**DIRECTIONS:** All of the data that follows is to be printed exactly, without pictures.

Entries taken from a collection:

========================================

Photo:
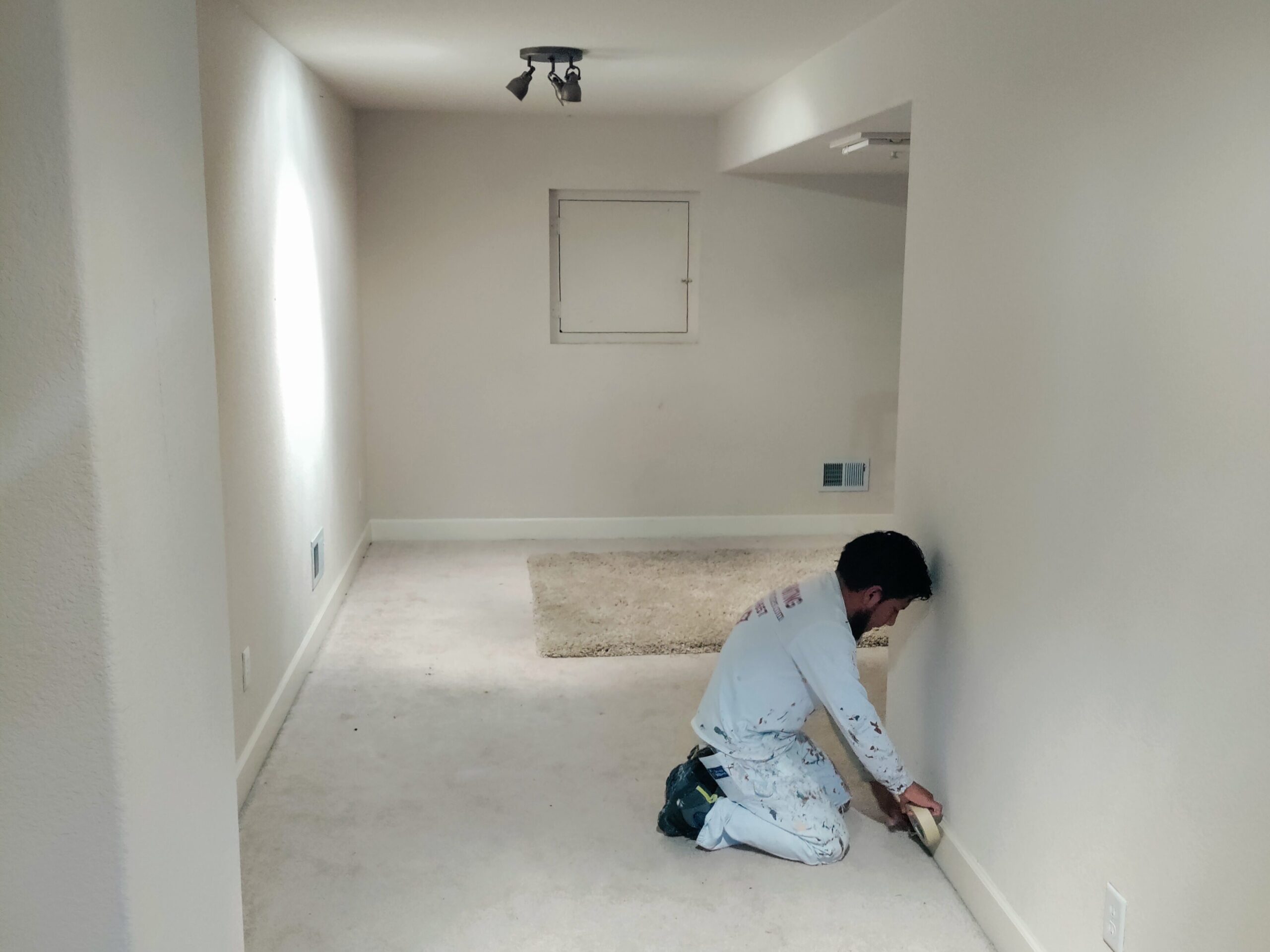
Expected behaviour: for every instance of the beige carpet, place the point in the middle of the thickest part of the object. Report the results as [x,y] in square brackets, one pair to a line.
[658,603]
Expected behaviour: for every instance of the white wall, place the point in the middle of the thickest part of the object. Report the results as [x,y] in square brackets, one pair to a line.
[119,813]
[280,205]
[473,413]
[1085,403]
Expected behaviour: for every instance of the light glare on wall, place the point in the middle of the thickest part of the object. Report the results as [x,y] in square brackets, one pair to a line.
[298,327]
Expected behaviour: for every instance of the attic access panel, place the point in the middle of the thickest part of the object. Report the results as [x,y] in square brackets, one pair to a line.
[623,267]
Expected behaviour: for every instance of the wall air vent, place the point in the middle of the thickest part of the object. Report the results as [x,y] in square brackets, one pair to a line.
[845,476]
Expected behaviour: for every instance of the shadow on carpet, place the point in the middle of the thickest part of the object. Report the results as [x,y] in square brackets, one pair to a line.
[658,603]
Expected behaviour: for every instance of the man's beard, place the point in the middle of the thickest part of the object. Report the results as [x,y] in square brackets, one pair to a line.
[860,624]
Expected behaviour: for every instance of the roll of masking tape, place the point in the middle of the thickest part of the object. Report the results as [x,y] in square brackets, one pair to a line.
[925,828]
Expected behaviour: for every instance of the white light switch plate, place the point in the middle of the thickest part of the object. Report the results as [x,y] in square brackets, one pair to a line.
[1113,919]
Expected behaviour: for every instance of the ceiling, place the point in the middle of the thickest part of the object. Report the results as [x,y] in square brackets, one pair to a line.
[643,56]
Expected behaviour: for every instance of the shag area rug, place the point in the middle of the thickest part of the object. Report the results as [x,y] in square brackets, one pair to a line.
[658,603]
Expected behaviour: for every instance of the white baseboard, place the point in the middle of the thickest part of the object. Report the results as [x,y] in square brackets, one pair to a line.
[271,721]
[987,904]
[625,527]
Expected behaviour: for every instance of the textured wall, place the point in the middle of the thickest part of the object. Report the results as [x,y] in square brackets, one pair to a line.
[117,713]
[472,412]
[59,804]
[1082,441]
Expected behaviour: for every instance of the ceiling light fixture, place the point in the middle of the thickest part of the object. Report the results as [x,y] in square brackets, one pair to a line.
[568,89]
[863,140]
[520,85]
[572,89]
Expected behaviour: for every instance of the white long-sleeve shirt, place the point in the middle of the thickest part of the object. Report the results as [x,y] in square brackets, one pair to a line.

========================================

**RESPONSE TO THIS TASK:**
Photo:
Expected behaviour: for every instance of the beige carpet, place the point in the middle of the thickest part of the object. Report the results as [x,y] in square brackets, one pair to a line.
[658,603]
Expected behaviour: for every instance of the white wall, place the point in the middle of the thickest part of the object. Report the results as [x,y] in square brackets, one pair to a line.
[119,813]
[280,205]
[473,413]
[1085,403]
Expected behaviour: for every instance of the light glare on wall, place the point in the middle of the thickest part of the object. Report the results as [x,y] in square brackets, one pair to a line.
[298,327]
Expected behaviour: for every instance of the attic access panel, place the point in the middle of the thickest part of the object. Report the results as [x,y] in square brackets, one pair to a line.
[623,267]
Expected behaviour: for every instance of the wall air vent, place the point in the middle of the thickest part of the object. Report the results as [x,y] in square brackets, one pair to a line.
[845,476]
Expected behaviour: for every instance of the shadow on carpet, place the point in the middle of the thickest part of the object. Report the results as [x,y] in square brackets, one pair to a line.
[658,603]
Expected behaviour: for every instance of the man's beard, place the point in the middle of the thickest part of the object. Report the results as [x,y] in square brackets, one pair to a line.
[860,624]
Expected behaviour: for every instance of the roll of masking tape, place the point in the middle of the thickest part of the object. Report the results as [x,y] in square brackets, one pair to a line.
[925,828]
Expected behaviour: for every instance of the white light switch plate, place the point in the middle of the thickest part of the object. Report the results as [x,y] in square brackets, one pair to a line.
[1113,919]
Expected behaviour: for every instance of the ceiling, place the point in the middle of the thickest part of the object. Report the results as [x,y] in square brackets, one pair to a line.
[643,56]
Expected behaviour: for every instance of the shag area rug, place the point in the middle of the thickest part of the object. Report the results as [x,y] in square brackets, one pair to a line.
[658,603]
Expected behaviour: for every instance of the white baseboard, place the point in the middle of the thickest part of the object. Report the results as [x,y] in square brackets, one pair to a line.
[271,721]
[987,904]
[625,527]
Expected behaviour: for every instance of the textured wall, place the point in the middle of the thickest part of the object. Report the results as [x,y] in square brackets, one pair to a line.
[117,713]
[472,412]
[59,804]
[1082,441]
Expected behaviour: for every instance of the ceiling light fixture, place the point in the middle of the thickest part of the object. Report the results as [x,y] in square brackets, one pair to a line.
[568,89]
[863,140]
[520,85]
[572,89]
Expected behaviour: for every instance of the white long-sleeve shirt, place the point in the middle of the thickest part of the object. Report the results as [x,y] in square brackets, one pair to a line.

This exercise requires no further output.